Set task: Copy all of the records below word for word, keeping every line and line break as it is.

'''

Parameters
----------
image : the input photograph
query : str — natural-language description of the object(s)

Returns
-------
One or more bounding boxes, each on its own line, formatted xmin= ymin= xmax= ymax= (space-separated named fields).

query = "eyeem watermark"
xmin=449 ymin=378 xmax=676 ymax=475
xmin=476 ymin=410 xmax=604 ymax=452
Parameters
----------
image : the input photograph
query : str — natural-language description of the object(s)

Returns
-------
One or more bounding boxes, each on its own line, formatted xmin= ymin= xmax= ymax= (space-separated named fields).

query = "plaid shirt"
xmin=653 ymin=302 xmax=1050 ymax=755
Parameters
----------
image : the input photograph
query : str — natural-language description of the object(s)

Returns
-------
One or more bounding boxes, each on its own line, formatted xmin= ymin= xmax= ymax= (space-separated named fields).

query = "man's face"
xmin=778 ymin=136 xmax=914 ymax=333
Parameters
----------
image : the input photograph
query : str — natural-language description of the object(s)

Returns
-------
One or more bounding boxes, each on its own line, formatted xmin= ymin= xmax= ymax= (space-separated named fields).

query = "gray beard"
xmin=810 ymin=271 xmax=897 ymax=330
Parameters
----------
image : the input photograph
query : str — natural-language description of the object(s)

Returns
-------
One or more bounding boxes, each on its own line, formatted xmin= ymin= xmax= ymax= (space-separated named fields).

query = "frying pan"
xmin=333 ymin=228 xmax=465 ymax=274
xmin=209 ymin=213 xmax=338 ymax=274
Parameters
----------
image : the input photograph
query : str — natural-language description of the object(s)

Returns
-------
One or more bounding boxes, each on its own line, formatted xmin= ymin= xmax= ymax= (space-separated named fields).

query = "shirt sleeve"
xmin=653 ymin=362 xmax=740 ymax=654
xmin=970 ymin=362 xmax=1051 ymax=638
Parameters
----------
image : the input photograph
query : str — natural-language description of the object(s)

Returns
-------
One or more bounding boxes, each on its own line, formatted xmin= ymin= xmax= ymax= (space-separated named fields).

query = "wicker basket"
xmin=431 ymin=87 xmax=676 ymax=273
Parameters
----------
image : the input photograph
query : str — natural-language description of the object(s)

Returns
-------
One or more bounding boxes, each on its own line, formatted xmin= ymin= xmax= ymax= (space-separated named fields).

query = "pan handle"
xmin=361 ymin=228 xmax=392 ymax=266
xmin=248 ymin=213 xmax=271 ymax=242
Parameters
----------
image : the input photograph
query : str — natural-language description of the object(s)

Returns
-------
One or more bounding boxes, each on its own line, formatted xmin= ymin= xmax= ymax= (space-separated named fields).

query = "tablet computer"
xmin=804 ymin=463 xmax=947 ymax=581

'''

Result:
Parameters
----------
image : the input photograph
query : str — natural-language description of the object(s)

Returns
-------
One or more bounding boxes, each on its own line, formatted xmin= ymin= xmax= ymax= (space-separated named fields).

query = "eyeem watermark"
xmin=449 ymin=378 xmax=676 ymax=475
xmin=476 ymin=410 xmax=604 ymax=452
Parameters
----------
image : the input photograph
query : str — natural-language description of the object(s)

Returns
-------
One or more bounding boxes, each on its own line, formatted xmin= ymin= xmax= ymax= (space-separated named fields).

query = "plaid shirt"
xmin=653 ymin=302 xmax=1050 ymax=755
Parameters
----------
image : the input photograph
query : str — natural-language description of the object(s)

Returns
-------
One or more bounding boxes, each on its own line, formatted xmin= ymin= xmax= ymax= (space-separated named fields).

query = "man's face"
xmin=778 ymin=136 xmax=914 ymax=333
Parameters
----------
image : the input photograph
query : str — natural-language description of the object(s)

Returns
-------
One or more bounding boxes, each on its own line, formatted xmin= ymin= xmax= ymax= (space-separated named fields).

query = "gray beard"
xmin=810 ymin=271 xmax=897 ymax=330
Parameters
----------
image : the input photograph
query : str — natural-language description of the object(s)

Returns
-------
One or more bounding boxes, each on its own line, formatted xmin= ymin= xmax= ymax= (space-separated named fields).

query = "frying pan"
xmin=333 ymin=228 xmax=465 ymax=274
xmin=209 ymin=213 xmax=338 ymax=274
Parameters
----------
image : the input photograph
query : str — natural-language description of the object(s)

Returns
-------
One or more bounding boxes, each on its own line, formatted xmin= ymin= xmax= ymax= (space-separated named fields).

query = "shirt sleeve"
xmin=653 ymin=362 xmax=740 ymax=654
xmin=970 ymin=362 xmax=1051 ymax=638
Parameters
----------
image : the input photograph
query : str — natural-language description of the object(s)

Returns
-------
One or more bounding boxes, each on its own line, formatted xmin= ymin= xmax= ymax= (space-separated named fields).

query = "wicker basket"
xmin=431 ymin=87 xmax=676 ymax=273
Parameters
----------
image : the input photograph
query : str — natural-language description of the object(s)

Returns
-------
One or more bounding boxes, each on its own line, formatted xmin= ymin= xmax= ymax= (space-separated named fields).

query = "pan handle"
xmin=361 ymin=228 xmax=392 ymax=266
xmin=248 ymin=213 xmax=271 ymax=242
Parameters
----------
image : the input photograph
query : str — natural-language description of the object(s)

Returns
-------
One or more bounding boxes, each on its own line, formatted xmin= ymin= xmax= ymax= (space-separated named fields).

query = "tablet computer"
xmin=804 ymin=463 xmax=947 ymax=581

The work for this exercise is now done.